**SUPPLIED PASSAGE**
The Best King Cake in New Orleans
COVER STORY: We stopped in at Ayu Bakehouse to sample a slice along with their muffuletta sticks, kaya buns, and more.
Welcome to the weekend! Here’s what you’ll find in this week’s newsletter:
Cover Story: At Ayu Bakehouse, Kelly Jacques and Samantha Weiss serve some of New Orleans’ best baked goods.
February’s Featured Field Guide: Download our Signature Field Guide to New Orleans, packed with over 40 recommendations for breakfast, lunch, dinner, and drinks in the Crescent City, all organized into a six-day travel itinerary. The 62-page e-book (our largest yet) is formatted for your phone and this month it’s free for paid subscribers!
The Order: A whole-hog barbecue joint with a must-try housemade hot dog in Chapel Hill, North Carolina.
Weekend Reading: A favorite flavor of Hubig’s pies returns, the South’s top motor lodges, plus an ideal winter weekend in Maine.
The Queens of King Cake
NEW ORLEANS, LA. — When you visit New Orleans during the Carnival season, there’s king cake. Everywhere. It’s at bakeries and grocery stores, restaurants and bars. You’ll see people walking down the street with boxes of king cake. There are king cakes with peanut butter, banana, and bacon (Cochon Butcher) and king cakes with tahini, kumquat syrup, and halva (Molly’s Rise and Shine). There are king cake sundaes (Medium Rare) and king cake doughnuts (District Donut).

**EXERCISE 1**
Please list every line of the rows that contains the word "rough", treating uppercase and lowercase as different.
The newsletter and the rows are unrelated material.

**MATERIAL FOR THIS EXERCISE**
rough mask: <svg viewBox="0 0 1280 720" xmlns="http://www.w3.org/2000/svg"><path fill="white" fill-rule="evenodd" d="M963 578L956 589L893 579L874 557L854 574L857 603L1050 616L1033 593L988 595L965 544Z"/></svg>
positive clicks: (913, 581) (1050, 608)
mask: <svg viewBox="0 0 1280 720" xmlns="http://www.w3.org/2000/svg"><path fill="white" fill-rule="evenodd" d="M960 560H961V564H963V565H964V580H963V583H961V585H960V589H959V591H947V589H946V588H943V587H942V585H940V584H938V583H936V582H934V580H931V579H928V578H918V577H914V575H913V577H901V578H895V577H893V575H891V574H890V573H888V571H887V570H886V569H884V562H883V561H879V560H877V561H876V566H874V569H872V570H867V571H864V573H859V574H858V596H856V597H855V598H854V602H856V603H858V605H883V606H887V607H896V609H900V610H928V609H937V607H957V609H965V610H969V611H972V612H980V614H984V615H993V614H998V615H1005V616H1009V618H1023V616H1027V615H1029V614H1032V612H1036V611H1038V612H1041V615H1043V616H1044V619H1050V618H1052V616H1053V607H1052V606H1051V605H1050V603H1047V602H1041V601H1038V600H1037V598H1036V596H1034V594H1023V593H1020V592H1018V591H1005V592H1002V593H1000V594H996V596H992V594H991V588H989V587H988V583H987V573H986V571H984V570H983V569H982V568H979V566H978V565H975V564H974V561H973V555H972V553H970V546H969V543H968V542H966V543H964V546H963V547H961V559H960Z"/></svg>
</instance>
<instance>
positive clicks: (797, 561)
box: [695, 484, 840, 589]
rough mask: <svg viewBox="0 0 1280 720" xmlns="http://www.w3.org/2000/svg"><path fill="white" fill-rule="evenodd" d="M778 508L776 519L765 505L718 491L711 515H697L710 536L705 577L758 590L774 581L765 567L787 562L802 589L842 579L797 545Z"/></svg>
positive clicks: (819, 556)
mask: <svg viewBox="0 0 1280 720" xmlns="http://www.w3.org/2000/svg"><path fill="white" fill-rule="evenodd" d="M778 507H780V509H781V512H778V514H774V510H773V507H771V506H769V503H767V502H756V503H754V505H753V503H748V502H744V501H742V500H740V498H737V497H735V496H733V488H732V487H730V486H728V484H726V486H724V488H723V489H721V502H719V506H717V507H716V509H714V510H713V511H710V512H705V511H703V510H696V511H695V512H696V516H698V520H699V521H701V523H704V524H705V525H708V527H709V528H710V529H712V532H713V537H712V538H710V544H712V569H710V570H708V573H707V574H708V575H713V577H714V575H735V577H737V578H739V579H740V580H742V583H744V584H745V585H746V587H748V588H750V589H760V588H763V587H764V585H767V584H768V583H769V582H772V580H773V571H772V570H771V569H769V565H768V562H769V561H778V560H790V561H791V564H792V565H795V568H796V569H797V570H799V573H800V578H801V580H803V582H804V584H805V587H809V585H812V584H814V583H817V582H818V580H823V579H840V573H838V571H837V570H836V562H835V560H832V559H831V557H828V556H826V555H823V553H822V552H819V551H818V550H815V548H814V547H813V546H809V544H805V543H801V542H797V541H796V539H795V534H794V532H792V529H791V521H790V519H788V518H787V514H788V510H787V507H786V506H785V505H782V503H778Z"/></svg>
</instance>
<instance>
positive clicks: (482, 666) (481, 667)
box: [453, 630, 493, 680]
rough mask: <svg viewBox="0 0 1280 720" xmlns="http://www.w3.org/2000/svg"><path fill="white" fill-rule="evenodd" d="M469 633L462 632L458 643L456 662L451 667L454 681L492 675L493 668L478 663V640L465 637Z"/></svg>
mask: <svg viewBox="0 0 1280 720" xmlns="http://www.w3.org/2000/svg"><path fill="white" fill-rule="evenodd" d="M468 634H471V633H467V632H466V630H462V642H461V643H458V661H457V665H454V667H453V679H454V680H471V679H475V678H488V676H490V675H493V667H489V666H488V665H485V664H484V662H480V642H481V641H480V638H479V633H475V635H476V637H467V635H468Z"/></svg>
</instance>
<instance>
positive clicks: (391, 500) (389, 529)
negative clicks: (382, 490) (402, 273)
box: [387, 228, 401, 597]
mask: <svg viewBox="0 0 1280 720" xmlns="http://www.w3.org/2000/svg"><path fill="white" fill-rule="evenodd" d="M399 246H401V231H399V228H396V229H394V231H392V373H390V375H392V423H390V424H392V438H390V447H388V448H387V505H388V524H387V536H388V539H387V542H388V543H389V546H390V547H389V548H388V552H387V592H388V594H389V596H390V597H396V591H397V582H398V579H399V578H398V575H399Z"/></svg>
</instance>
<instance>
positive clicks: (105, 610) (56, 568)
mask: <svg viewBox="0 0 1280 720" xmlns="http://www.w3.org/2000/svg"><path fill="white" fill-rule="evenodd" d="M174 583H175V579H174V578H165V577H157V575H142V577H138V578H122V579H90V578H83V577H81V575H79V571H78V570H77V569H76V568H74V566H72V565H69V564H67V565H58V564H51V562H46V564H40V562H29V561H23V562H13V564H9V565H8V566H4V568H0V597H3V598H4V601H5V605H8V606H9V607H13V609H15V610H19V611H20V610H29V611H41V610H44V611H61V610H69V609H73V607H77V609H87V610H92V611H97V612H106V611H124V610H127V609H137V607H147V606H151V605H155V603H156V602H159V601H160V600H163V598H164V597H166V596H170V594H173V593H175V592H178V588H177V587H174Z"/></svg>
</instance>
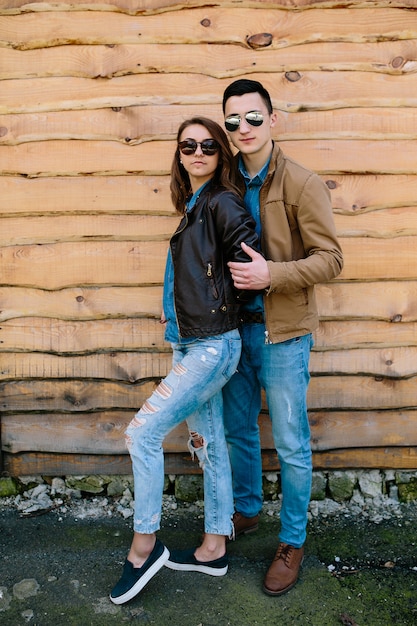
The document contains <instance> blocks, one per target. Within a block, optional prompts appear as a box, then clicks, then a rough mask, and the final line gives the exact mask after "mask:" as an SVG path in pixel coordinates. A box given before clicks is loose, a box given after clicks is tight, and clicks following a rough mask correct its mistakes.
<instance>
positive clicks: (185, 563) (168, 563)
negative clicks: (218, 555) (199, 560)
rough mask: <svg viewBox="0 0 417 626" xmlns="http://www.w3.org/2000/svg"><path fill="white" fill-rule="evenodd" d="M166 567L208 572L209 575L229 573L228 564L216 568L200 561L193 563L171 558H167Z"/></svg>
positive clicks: (165, 565) (215, 575)
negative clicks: (228, 570)
mask: <svg viewBox="0 0 417 626" xmlns="http://www.w3.org/2000/svg"><path fill="white" fill-rule="evenodd" d="M165 567H168V568H169V569H175V570H177V571H179V572H201V573H202V574H208V575H209V576H224V575H225V574H227V570H228V565H225V566H224V567H218V568H216V567H210V566H208V565H200V563H198V564H196V565H193V564H192V563H175V562H174V561H170V560H167V562H166V563H165Z"/></svg>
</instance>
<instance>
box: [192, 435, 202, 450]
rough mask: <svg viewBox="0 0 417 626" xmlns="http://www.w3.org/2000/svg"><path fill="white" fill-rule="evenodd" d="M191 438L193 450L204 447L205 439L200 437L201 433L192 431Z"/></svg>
mask: <svg viewBox="0 0 417 626" xmlns="http://www.w3.org/2000/svg"><path fill="white" fill-rule="evenodd" d="M190 438H191V444H192V446H193V448H202V447H203V446H204V437H203V436H202V435H199V433H196V432H195V431H190Z"/></svg>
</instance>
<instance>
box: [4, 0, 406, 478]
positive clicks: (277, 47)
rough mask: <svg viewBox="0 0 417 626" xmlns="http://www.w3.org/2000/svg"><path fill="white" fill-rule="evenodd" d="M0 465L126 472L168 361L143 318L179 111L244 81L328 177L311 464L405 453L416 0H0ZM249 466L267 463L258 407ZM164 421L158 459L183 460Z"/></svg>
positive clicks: (33, 473)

**EXERCISE 2**
How many pages long is the Signature Field Guide to New Orleans e-book mentioned in the newsletter?

**ANSWER SECTION 1**
rough mask: <svg viewBox="0 0 1280 720" xmlns="http://www.w3.org/2000/svg"><path fill="white" fill-rule="evenodd" d="M963 578L956 589L893 579L874 557L854 574L857 603L1050 616L1033 593L988 595L965 544Z"/></svg>
rough mask: <svg viewBox="0 0 1280 720" xmlns="http://www.w3.org/2000/svg"><path fill="white" fill-rule="evenodd" d="M778 508L776 519L765 505L718 491L711 515H697L710 536L705 577L758 590L774 581L765 567L787 562L802 589L842 579L797 545Z"/></svg>
rough mask: <svg viewBox="0 0 1280 720" xmlns="http://www.w3.org/2000/svg"><path fill="white" fill-rule="evenodd" d="M469 633L462 632L458 643L456 662L451 667L454 681L492 675L493 668L478 663V640L465 637Z"/></svg>
The document contains <instance> blocks, one per target. Within a block, optional prompts appear as a box, then clicks, then a rough mask, and the final line gives the exact mask after "mask:" as an SVG path in pixel coordinates. A box given before clicks is loose, a box given after clicks is tight, and clicks following a rough mask correct its mistakes.
rough mask: <svg viewBox="0 0 417 626" xmlns="http://www.w3.org/2000/svg"><path fill="white" fill-rule="evenodd" d="M166 567L208 572L209 575L229 573L228 564L216 568L200 561L193 563L171 558H167Z"/></svg>
rough mask: <svg viewBox="0 0 417 626" xmlns="http://www.w3.org/2000/svg"><path fill="white" fill-rule="evenodd" d="M191 438L193 450L204 447L205 439L200 437L201 433L192 431Z"/></svg>
rough mask: <svg viewBox="0 0 417 626" xmlns="http://www.w3.org/2000/svg"><path fill="white" fill-rule="evenodd" d="M0 465L126 472L168 361L143 318L179 111L244 81L328 177L311 464L405 453L416 0H0ZM249 466L267 463L258 407ZM164 421L158 459L183 460Z"/></svg>

**ANSWER SECTION 2**
62 pages